What is required:
Rewrite the records below, replacing every "exactly one dot" with "a single dot" and leaving everything else unchanged.

[Point placement records]
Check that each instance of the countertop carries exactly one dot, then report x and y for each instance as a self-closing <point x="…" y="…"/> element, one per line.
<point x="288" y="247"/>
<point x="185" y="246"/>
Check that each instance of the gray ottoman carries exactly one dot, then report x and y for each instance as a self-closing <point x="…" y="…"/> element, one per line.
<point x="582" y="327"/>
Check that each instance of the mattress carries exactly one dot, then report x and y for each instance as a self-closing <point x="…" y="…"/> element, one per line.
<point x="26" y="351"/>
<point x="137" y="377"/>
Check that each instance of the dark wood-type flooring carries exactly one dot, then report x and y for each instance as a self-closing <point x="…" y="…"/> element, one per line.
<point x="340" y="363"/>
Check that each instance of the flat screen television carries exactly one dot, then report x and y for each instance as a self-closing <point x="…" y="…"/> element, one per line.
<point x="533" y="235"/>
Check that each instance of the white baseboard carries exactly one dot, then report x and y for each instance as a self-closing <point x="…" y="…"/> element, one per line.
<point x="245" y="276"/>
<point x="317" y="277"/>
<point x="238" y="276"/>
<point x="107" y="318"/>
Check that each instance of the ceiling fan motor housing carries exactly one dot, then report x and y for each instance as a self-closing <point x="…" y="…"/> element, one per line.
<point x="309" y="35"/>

Answer to the exercise:
Check that each instance of the countertop carries a single dot, then report x and y for each instance as a self-closing <point x="…" y="…"/> element, one per line.
<point x="288" y="247"/>
<point x="185" y="246"/>
Check that each instance of the gray ottoman carries a single dot, then report x and y for each instance as a self-closing <point x="…" y="…"/> element, one per line.
<point x="582" y="327"/>
Check that each instance of the mattress carries a single dot, then report x and y for each instance as a self-closing <point x="…" y="…"/> element, one per line.
<point x="26" y="351"/>
<point x="137" y="377"/>
Check that each instance of the dark wood-type flooring carries a single dot, then report x and y for each instance as a self-closing <point x="…" y="…"/> element, one per line.
<point x="340" y="363"/>
Check that each instance of the flat screen television carries a single dot, then report x and y for each instance as a self-closing <point x="…" y="…"/> element, one per line.
<point x="533" y="235"/>
Check that each instance of the white baseboard carries a single dot, then report x and y for each instance as a self-closing <point x="…" y="…"/> element, one per line.
<point x="245" y="276"/>
<point x="317" y="277"/>
<point x="238" y="276"/>
<point x="107" y="318"/>
Check that each instance of the ceiling fan motor housing carries a single dot, then report x and y for each instance as a self-closing <point x="…" y="…"/> element, one per line.
<point x="309" y="35"/>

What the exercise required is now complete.